##### DATASET EXTRACT #####

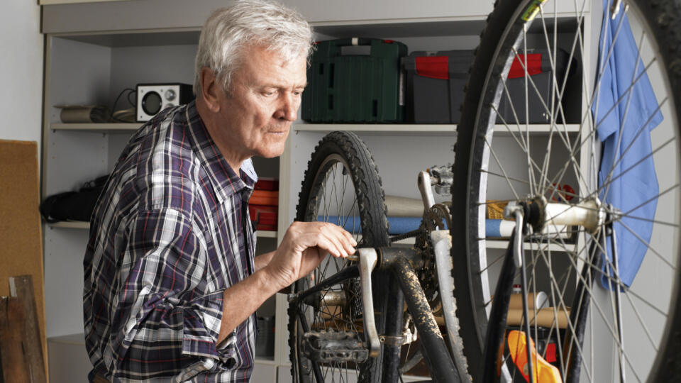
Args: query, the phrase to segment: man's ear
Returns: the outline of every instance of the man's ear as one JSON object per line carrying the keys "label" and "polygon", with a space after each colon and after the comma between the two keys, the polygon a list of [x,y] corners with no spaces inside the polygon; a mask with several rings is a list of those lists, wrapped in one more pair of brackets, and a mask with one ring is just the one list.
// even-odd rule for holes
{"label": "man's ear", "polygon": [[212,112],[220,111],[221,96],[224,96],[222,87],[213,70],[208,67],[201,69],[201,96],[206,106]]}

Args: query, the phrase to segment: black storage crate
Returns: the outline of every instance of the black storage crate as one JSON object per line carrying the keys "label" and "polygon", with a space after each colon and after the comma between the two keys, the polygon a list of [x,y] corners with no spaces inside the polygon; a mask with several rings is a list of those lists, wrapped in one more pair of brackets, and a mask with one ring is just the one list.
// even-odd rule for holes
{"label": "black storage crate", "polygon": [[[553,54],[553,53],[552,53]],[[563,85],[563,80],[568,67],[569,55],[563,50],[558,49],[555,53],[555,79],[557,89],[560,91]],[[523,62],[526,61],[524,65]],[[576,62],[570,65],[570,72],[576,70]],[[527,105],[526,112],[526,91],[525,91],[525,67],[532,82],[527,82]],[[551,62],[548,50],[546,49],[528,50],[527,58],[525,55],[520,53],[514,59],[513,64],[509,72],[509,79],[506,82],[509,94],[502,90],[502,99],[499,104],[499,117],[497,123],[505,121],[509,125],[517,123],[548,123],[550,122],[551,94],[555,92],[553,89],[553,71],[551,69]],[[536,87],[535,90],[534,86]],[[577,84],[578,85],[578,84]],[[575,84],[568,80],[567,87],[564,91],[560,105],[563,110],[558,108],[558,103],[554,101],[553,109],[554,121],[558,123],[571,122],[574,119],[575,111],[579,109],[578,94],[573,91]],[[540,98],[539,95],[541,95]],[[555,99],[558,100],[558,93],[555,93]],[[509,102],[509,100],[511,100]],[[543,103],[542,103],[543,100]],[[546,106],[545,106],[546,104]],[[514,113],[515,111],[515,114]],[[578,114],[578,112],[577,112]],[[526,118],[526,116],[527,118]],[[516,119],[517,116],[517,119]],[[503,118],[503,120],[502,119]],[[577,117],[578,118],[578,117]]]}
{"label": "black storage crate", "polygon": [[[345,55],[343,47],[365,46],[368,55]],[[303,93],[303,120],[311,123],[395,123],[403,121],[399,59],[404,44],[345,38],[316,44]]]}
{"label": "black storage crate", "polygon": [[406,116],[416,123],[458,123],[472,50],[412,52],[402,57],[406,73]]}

#####
##### DATASET EXTRACT #####

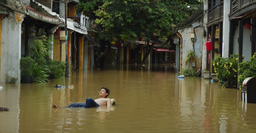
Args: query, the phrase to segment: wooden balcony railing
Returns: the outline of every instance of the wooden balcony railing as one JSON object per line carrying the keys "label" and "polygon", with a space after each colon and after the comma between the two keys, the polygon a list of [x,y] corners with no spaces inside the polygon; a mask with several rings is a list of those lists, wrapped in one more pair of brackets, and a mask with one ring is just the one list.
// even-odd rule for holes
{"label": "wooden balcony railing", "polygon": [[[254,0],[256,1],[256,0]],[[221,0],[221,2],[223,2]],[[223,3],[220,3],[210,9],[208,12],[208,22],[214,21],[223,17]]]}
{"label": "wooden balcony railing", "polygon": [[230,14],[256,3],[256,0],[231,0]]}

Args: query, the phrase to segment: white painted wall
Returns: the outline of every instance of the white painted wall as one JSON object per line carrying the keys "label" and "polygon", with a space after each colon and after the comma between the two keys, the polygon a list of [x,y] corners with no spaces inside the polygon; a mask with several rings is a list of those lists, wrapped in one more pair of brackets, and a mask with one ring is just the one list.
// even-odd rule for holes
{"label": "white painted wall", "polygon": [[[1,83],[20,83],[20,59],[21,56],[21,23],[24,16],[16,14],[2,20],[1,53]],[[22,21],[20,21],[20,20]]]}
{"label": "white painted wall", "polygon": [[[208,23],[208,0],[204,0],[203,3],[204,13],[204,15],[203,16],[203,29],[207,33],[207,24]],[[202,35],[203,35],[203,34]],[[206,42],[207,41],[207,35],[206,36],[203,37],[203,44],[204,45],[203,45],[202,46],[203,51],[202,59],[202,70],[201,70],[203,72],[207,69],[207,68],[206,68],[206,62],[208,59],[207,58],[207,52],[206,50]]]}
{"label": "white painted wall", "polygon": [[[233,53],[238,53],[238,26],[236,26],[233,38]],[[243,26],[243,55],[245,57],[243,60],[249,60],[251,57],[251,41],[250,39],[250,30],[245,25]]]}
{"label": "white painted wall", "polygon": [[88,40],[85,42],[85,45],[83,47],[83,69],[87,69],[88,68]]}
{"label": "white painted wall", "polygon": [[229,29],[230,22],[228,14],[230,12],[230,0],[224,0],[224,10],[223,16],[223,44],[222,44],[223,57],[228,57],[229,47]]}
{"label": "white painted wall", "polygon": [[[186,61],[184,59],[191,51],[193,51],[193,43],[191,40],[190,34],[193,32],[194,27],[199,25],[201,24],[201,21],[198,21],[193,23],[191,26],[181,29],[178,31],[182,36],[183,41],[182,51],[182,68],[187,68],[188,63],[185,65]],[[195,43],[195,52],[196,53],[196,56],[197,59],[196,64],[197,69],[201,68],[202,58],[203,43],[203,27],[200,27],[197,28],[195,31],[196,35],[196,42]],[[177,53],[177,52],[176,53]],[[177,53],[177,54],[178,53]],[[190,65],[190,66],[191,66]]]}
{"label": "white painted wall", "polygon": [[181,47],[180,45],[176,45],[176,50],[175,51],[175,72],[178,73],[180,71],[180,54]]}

#####
##### DATASET EXTRACT #####

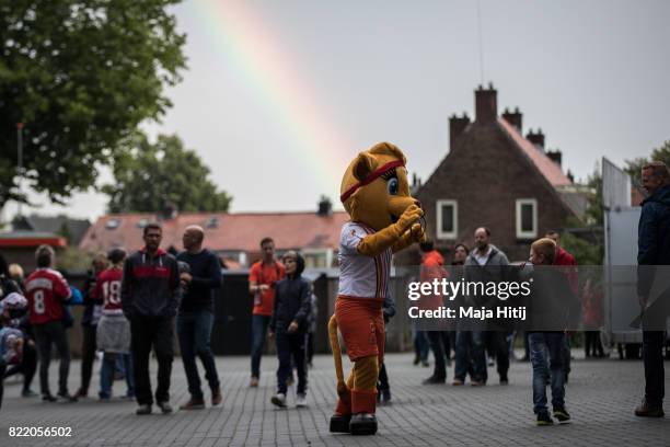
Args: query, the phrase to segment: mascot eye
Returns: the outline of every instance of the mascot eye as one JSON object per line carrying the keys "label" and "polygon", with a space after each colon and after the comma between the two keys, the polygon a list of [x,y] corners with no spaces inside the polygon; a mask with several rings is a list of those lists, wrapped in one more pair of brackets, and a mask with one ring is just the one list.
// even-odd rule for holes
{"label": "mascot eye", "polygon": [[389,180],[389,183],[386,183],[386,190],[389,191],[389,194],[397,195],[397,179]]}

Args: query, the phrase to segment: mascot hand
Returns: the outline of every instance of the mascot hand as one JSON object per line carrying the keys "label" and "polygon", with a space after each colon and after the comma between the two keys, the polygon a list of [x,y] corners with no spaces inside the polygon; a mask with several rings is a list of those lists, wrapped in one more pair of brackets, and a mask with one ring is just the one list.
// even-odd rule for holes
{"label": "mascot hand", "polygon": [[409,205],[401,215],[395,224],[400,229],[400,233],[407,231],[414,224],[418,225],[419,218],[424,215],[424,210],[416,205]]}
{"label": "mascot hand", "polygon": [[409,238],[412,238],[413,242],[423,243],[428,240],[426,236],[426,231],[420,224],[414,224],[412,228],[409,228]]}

#####

* [WHAT THE TASK REQUIRES] Count the lines in the entries above that contain the string "query", matching case exactly, and reply with the number alone.

* [TASK ANSWER] 6